TEXT =
□ □ □ □ □ □ □

Thursday, April 28, 2011

Announcement: Headed to Chicago


Steve Cropper and Matt "Guitar" Murphy will not be there with me.

However, I'm taking a few days off (and a few days w/ JUST the wife... first time since June of last year) to head up to the city of many of my roots; yet, a place I haven't visited in 22 years. That is to say, visited as an adult.

I'll be pretty busy getting the band back together, high-fiving Andre Dawson, eating Italian beef sammiches, singing "Danke Schoen" in a flash mob-like German parade, foiling the Wet Bandits, designated-driving Jay Cutler, eating beef in non-sammich form, and having a drink... or more than one (sorry Jay Cutler... I'm sure you can intercept another designated driver).

Because of all this, there will be no blogging for the rest of the week. However, I'll be banging around the Twitters a bit, I'm sure. Will probably scare up some Windy City wine geeky folks as well.

If there's a place I need to go while up there ('til Sunday), drop it in the comments. If you drop it like it's hot, make sure to give me fair warning.

Tuesday, April 26, 2011

Burgertime



Just a few shots from a recent burger grind. I simply bought a ribeye steak and made it into hamburger. Some would say this is a waste of a good steak, but I argue it's the makings of a tasty grind... if only I hadn't overcooked the damn thing. Luckily, it was only slightly, and the ample fat kept it moist.

Paired that sucker up with the 2008 Tribute to Grace Grenache. Yowza. Hard to get, but try to get some.


Monday, April 25, 2011

Local Homebrewer makes good


I love to drink locally. When one lives in a part of the world not adjacent to a deluge of jaw-dropping wine, "drinking locally" often means drinking beer...

...provided one doesn't reside in an Amish community. In which case, "drinking locally" would involve a taste of Goody Smythe's freshly-churned buttermilk. 'Tis a fortifying buttermilk that puts a good start to a day of hand-crafting rocking chairs and those dancing wooden puppets on sticks.

□ □ □ □ □ □ □

WHAT IS BEING ASKED = Pick up the food-and-wine blog after its last sentence and keep writing. The data has no connection to the blog.

STORED RECORDS =
□ □ □ □ □ □ □

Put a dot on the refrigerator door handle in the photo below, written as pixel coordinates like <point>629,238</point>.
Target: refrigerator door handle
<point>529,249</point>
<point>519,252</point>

□ □ □ □ □ □ □

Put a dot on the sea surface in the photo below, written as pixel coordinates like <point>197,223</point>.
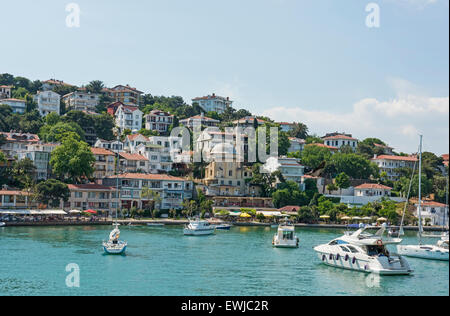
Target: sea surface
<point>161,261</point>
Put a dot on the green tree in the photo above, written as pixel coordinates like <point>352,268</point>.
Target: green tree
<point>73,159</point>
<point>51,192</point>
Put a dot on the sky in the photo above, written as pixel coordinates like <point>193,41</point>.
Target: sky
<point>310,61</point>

□ □ □ □ □ □ □

RESULT =
Fortunately, Atlanta is not very Amish, and there's plenty of good local beer. Terrapin, Sweetwater, and Red Brick get most of the accolade, with smaller operations like 5 Seasons Brewing and Wild Heaven more-than-nobly filling in the gaps.

Whenever I hear of a new Atlanta brewing operation, I get geeked up, and I kick wine to the curb (Don't worry, wine. I'm a fickle bitch). Furthermore, when I find out the guy behind the new local beer was just a home brewer making some great suds, I decide I need to meet that person. Or at least take a picture of him to paste creepily on the mirror of my personal home brewing dungeon:


Randy Dempsey is the mad genius behind O'Dempsey's beer. Okay, he's not very mad at all. Rather, a quite friendly chap who loves talking about beer and hockey (clearly, not originally from Atlanta). Basically, the guy had been home brewing forever, and someone finally convinced him to go pro. I'd much rather you read the story here than allow me to skewer it with obscure tangents, as is my modus operandi.

I got to taste a couple of Randy's beers a week ago along with some cheese at Muss & Turner's. My doctor told me specifically to stay away from 1. Beer and 2. Cheese. But he's probably an idiot.

Disclosure: the nice folks at Muss & Turner's either comped me this beer/cheese tasting, or I stole it. Not really sure. I had come there originally for other reasons, and then I guess my charisma took over. Or, I dined and dashed. So, either 'thanks' or 'sorry' to Jessica Moss, the charming M&T's beer nerd.

O'Dempsey's Big Red Ale was a far cry from what one usually gets from fledgling brewers- that is to say, Pale Ale. I was pleased to discover that it smelled similar to a batch of beer I made once. While most brewers should take offense to this comment, it was a pretty good batch. Deus ex machina, I suppose. But I'm sure Randy knew what he was doing. The Big Red- as I said, unlike a Pale Ale- was more malty than hoppy, and ready for a burger. Went well with some of the cheeses, too. If you took a burger and put blue cheese on it, then drank some of Randy's Big Red Ale, you'd be in a situation commonly known as "flavor country'. It's a country that has no rules, smells wonderful, and makes you fat. Like the Netherlands without all the patchouli.

Yet, it was this delightful tipple that really got me excited about O'Dempsey's. The Inukshuk IPA (meaning "India Pale Ale", a style popularized by the Brits in the 1800's) delivered the piney, citrusy nose that welcomes all IPA lovers, but it was smooth and totally balanced in the mouth- belying its 7% alcohol content. Sometimes, higher-gravity beers can come off as too sweet or too thick or too alcoholic on the palate. But, like the carefully balanced stones that construct the Inuit statue bearing this beer's namesake, this one was in harmony. If I hadn't had to drive home, I probably would've sipped on these until I was way out of harmony.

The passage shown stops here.